* [Görev a]:
Aşağıdaki ifadelerin sarışın olmakla ilgili metne uyup uymadığını lütfen belirtin ve her biri için evet ya da hayır deyip metindeki belirleyici sözleri tırnak içinde aynen verin: (i) Anne 50 yaşında ilk kez sarışın oldu. (ii) Anne saçına röfleyi 3 hafta önce yaptırdı. (iii) Anne kuaföre gitmeyi çok seviyor.

* [Verilen metin]:
31 Mayıs 2013 Cuma

Sarışın olmak


        Annem kafayı yedi!
Sanırım sarışın olmak böyle bir şey. Evet, annem 50 yaşında ilk defa sarışın oldu. Sebebi yılların rengi "fındık kabuğu"nun artık annemin beklentilerini karşılamıyor olması. Çok beyazı varmış da artık 3 haftada bir dip boya yaptırması gerekiyormuş da, hiç sevmiyormuş kuaföre gitmeyi de şöyle 2 ayda bir anca boyatsa ne güzel olurmuş da derken saçı platine yakın sarı olursa bu boyatma arasının uzayacağını keşfetti anacığım. Sonra saçına oryal değdirmeden (birebir kendisinin kalıplarıyla konuşuyorum yanlış anlaşılmasın) açma denemeleri -anlatsam o kısımlar daha komik aslında ya neyse- hüsranla sonuçlanınca çok şükür 1 ay önce gitti, saçına röfle yaptırdı. İşte şöyle yandaki resim gibi bir şey oldu şimdilik... 1 ay sonra gidip tekrar daha da açık bir renk yapacakmış saçını. Tabi en başından annemin saç rengini değiştirmesi bile çok acaip bir olaydı da sonradan geleceklerden habersizdik...

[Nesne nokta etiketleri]
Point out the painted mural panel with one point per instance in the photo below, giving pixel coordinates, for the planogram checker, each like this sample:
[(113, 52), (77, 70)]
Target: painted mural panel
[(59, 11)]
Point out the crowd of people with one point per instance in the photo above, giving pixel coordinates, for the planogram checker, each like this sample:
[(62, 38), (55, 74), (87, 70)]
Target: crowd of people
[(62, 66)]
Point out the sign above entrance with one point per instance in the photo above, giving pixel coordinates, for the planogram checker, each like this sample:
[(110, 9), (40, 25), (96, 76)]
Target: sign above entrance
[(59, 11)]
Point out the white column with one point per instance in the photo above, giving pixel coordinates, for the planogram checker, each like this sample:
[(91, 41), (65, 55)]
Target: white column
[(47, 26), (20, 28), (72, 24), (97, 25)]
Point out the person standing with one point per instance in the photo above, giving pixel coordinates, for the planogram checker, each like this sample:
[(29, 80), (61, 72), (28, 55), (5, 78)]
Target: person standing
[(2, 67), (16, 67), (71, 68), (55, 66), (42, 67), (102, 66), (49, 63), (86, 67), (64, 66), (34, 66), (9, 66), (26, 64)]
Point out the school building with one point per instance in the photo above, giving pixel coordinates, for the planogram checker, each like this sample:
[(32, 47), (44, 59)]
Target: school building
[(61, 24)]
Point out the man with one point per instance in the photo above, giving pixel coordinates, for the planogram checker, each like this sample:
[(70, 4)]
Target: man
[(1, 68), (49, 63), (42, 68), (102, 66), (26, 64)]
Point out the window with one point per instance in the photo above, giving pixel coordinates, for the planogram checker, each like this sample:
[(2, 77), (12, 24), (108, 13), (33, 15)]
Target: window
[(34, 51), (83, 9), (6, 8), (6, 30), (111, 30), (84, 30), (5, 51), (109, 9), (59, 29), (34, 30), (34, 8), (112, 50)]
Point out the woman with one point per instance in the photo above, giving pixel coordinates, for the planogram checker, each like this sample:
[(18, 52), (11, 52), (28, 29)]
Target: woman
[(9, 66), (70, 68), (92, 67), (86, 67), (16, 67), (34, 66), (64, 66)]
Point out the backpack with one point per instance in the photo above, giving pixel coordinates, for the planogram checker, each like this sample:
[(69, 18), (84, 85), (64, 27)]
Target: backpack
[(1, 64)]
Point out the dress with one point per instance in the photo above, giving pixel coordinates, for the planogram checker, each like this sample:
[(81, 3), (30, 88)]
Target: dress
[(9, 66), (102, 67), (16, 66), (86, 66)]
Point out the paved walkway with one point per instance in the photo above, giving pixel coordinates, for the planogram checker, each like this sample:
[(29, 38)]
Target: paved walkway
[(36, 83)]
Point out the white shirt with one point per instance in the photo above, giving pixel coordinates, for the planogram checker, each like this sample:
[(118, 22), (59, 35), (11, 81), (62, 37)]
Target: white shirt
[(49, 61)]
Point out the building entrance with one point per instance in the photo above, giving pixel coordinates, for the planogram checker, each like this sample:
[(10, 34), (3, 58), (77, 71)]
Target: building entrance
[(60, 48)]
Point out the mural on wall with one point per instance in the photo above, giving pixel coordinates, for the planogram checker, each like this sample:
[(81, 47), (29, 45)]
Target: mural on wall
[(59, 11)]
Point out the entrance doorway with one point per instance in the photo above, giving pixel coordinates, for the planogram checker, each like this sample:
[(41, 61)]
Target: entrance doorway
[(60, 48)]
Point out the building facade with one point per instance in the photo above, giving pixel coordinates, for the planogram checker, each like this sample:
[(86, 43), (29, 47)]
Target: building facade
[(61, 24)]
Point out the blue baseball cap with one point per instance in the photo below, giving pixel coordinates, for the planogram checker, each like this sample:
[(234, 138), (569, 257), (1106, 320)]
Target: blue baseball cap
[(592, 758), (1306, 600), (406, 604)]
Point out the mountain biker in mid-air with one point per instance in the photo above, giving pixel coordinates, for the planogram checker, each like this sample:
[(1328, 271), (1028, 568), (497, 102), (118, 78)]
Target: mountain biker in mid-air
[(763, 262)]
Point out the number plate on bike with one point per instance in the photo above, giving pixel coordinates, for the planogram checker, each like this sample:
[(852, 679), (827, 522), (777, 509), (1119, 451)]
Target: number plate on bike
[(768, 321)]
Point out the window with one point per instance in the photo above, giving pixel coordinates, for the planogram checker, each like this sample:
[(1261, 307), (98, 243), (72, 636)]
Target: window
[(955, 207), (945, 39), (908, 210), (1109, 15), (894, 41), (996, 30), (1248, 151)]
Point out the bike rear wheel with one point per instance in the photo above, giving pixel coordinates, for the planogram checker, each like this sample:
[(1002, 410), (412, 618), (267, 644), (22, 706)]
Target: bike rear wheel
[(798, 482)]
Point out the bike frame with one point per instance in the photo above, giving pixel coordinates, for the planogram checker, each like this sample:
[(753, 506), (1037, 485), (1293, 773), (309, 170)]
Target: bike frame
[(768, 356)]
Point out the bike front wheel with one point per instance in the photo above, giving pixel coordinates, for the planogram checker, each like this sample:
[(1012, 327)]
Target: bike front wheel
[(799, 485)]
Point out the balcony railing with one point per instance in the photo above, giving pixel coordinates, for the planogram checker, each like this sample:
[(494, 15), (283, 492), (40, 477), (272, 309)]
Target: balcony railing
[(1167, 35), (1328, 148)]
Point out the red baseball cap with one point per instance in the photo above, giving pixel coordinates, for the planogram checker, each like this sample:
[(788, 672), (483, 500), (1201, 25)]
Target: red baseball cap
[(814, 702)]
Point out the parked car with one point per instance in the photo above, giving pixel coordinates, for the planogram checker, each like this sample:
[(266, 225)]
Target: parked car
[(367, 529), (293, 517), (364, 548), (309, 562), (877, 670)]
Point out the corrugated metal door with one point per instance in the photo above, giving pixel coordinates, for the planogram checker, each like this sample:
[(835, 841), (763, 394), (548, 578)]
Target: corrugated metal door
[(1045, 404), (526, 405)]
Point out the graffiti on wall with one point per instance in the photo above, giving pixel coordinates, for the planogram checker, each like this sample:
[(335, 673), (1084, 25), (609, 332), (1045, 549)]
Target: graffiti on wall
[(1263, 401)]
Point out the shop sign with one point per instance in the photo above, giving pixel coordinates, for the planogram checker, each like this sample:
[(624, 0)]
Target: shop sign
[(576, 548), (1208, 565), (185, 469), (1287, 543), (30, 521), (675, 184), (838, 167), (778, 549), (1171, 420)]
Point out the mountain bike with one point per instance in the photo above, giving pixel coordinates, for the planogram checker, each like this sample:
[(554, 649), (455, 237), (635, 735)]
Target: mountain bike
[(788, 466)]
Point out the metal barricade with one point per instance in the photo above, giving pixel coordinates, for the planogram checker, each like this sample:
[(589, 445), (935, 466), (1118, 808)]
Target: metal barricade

* [Görev b]:
Kayıtlarda "Point out the bike front" ifadesini içeren satırdan başlayıp "[(814, 702)]" ifadesini içeren satırda biten bölümü, iki uç satır da dahil olmak üzere, satır satır alıntılayın.

* [Görev yanıtı a]:
(i) Evet: "annem 50 yaşında ilk defa sarışın oldu"
(ii) Hayır: "1 ay önce gitti, saçına röfle yaptırdı"
(iii) Hayır: "hiç sevmiyormuş kuaföre gitmeyi"

* [Görev yanıtı b]:
Point out the bike front wheel with one point per instance in the photo above, giving pixel coordinates, for the planogram checker, each like this sample:
[(1012, 327)]
Target: bike front wheel
[(799, 485)]
Point out the balcony railing with one point per instance in the photo above, giving pixel coordinates, for the planogram checker, each like this sample:
[(494, 15), (283, 492), (40, 477), (272, 309)]
Target: balcony railing
[(1167, 35), (1328, 148)]
Point out the red baseball cap with one point per instance in the photo above, giving pixel coordinates, for the planogram checker, each like this sample:
[(788, 672), (483, 500), (1201, 25)]
Target: red baseball cap
[(814, 702)]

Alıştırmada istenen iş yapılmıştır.